◆ SOURCE PASSAGE:
>> start
Re: New Topic: HTML and the Visually Impaired [long]

yuri@sq.com (Yuri Rubinsky)
Date: Thu, 1 Sep 94 17:12:47 EDT
Message-id: <m0qgJJE-000ESAC@sq.com>
Reply-To: yuri@sq.com
Originator: html-wg@oclc.org
Sender: html-wg@oclc.org
Precedence: bulk
From: yuri@sq.com (Yuri Rubinsky)
To: Multiple recipients of list <html-wg@oclc.org>
Subject: Re: New Topic: HTML and the Visually Impaired [long]
X-Listprocessor-Version: 6.0c -- ListProcessor by Anastasios Kotsikonas
X-Comment: HTML Working Group (Private)



I'm going to attempt to respond to both Terry and Dan in this
mail piece.


>The technical committee of the International Committee for Accessible
>Document Design, chaired by George Kerscher of Recording for the Blind
>and of which I'm a member, has come up with a technique of using #FIXED
>attributes in any DTD in order to map arbitrary elements to a fixed
>ICADD set. The ICADD set represents the specific document structures
>available to a Braille formatter and also works for the two other formats.
>> end
◆ SET PROBLEM 1:
Translate this sentence from the mailing list message on HTML and the visually impaired into Spanish: "I'm going to attempt to respond to both Terry and Dan in this mail piece."
◆ SET PROBLEM 2:
Update the mailing list message on HTML and the visually impaired from "Date: Thu, 1" to "From: yuri@sq.com (Yuri Rubinsky)", putting "Thursday" in place of "Thu".
The material plays no part in anything asked here.

◆ INFORMATION SHOWN:
>> start
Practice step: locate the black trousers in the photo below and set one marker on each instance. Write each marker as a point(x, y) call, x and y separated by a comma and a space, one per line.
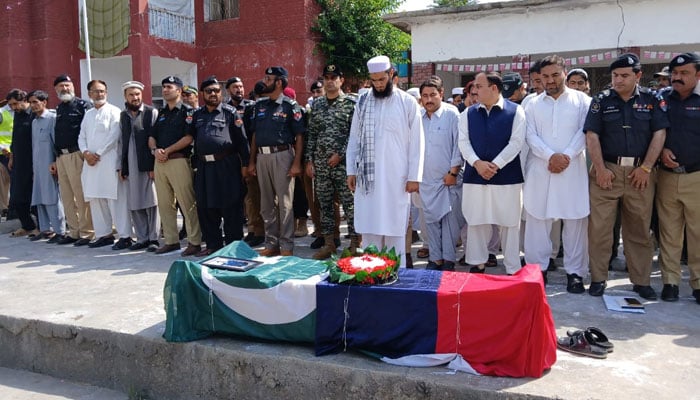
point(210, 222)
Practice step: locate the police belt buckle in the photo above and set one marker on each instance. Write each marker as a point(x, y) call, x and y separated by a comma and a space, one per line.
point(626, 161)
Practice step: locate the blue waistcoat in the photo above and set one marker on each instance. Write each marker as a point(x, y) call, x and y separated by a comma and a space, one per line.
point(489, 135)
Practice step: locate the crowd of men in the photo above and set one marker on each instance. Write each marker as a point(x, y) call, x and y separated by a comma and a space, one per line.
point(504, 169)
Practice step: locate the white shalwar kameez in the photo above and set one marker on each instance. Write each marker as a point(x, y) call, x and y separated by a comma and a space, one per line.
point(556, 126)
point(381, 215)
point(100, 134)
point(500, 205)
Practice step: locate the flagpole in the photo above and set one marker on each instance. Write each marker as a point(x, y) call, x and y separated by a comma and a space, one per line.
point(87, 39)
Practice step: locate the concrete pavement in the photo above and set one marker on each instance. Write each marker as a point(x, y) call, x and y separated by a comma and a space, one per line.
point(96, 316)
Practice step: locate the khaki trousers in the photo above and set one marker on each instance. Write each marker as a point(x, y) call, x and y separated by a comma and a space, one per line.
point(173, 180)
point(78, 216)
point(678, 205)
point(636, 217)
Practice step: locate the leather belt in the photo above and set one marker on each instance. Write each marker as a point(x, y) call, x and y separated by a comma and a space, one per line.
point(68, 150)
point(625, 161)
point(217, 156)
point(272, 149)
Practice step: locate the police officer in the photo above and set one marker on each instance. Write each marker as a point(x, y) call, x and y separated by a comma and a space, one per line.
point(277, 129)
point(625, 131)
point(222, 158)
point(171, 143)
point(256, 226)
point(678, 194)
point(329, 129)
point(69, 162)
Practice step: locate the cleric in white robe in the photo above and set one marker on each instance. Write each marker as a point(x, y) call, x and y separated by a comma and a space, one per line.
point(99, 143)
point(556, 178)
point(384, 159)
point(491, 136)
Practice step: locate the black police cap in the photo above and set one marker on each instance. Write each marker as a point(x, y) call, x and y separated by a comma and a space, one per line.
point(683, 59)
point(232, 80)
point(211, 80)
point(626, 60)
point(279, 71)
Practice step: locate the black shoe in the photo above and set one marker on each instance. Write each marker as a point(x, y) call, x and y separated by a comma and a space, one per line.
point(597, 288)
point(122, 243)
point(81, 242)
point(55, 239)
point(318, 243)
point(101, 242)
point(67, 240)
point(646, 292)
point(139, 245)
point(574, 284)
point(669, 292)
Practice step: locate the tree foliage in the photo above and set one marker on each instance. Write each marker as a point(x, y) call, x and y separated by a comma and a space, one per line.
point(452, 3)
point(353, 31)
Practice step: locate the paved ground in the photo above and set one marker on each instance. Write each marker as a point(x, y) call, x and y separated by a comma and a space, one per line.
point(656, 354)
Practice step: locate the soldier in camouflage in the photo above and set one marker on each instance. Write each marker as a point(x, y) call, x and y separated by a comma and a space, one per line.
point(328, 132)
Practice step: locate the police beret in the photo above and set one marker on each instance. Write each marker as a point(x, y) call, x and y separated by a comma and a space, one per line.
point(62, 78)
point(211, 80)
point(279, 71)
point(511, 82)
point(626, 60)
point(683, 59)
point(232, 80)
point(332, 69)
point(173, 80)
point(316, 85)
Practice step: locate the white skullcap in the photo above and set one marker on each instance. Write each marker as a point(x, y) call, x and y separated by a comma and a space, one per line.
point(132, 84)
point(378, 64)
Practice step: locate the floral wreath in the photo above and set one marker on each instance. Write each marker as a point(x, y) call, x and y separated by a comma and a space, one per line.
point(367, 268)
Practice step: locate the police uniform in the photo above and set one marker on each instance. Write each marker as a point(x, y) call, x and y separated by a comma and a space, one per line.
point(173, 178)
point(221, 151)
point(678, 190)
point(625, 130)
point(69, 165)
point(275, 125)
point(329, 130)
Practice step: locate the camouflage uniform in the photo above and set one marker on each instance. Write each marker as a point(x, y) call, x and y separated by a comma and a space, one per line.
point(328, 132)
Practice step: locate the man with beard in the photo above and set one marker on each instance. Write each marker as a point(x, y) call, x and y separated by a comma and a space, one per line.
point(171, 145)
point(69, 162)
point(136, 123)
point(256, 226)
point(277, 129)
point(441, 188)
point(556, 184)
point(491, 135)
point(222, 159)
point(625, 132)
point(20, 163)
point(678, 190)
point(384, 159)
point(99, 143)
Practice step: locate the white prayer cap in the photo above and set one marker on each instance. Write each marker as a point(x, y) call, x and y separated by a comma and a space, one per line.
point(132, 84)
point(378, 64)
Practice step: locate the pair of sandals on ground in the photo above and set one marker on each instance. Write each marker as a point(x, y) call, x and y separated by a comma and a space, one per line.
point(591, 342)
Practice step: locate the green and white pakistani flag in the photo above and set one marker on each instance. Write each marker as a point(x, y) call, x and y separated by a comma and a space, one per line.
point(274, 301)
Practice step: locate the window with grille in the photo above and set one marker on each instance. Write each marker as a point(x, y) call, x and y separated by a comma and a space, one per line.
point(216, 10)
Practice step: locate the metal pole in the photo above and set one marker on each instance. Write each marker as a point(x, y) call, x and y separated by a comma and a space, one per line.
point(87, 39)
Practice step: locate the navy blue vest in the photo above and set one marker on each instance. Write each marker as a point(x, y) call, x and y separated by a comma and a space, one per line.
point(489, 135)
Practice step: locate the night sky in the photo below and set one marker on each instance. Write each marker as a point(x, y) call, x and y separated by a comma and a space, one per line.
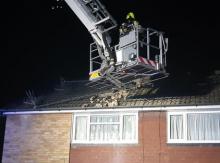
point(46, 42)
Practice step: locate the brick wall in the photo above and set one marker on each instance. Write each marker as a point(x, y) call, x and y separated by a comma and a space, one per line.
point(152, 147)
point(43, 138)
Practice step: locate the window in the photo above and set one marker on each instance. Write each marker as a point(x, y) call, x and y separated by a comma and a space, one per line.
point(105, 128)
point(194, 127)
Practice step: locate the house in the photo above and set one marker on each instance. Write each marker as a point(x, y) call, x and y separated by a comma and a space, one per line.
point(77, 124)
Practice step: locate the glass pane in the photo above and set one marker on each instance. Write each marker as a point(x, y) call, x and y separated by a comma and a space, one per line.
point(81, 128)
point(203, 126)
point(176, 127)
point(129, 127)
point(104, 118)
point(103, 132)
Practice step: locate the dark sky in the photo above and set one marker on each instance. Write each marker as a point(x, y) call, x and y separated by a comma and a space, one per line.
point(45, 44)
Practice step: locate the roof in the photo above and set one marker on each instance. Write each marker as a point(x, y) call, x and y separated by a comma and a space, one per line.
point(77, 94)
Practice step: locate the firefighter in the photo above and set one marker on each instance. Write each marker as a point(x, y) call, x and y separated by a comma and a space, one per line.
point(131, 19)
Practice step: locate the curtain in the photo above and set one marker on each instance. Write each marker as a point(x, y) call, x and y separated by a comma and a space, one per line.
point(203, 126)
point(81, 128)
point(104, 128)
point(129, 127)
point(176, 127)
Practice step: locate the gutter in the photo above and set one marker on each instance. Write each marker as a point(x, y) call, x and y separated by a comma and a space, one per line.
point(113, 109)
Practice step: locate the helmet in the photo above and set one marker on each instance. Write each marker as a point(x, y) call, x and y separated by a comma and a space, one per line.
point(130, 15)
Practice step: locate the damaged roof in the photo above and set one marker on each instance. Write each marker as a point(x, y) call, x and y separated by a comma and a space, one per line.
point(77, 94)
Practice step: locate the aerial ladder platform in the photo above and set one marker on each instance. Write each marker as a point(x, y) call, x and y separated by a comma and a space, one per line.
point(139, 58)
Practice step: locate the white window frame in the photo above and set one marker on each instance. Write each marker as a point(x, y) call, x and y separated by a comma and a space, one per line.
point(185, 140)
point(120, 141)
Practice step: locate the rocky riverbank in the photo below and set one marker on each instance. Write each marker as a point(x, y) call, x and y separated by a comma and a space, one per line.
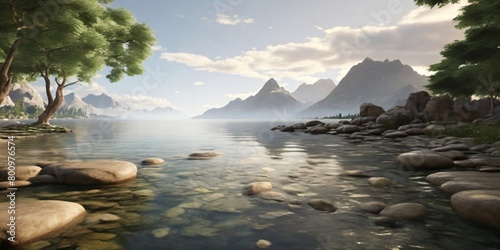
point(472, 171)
>> end
◆ EXERCISE SOLUTION 1:
Voy a intentar responder tanto a Terry como a Dan en este mensaje.

◆ EXERCISE SOLUTION 2:
Date: Thursday, 1 Sep 94 17:12:47 EDT
Message-id: <m0qgJJE-000ESAC@sq.com>
Reply-To: yuri@sq.com
Originator: html-wg@oclc.org
Sender: html-wg@oclc.org
Precedence: bulk
From: yuri@sq.com (Yuri Rubinsky)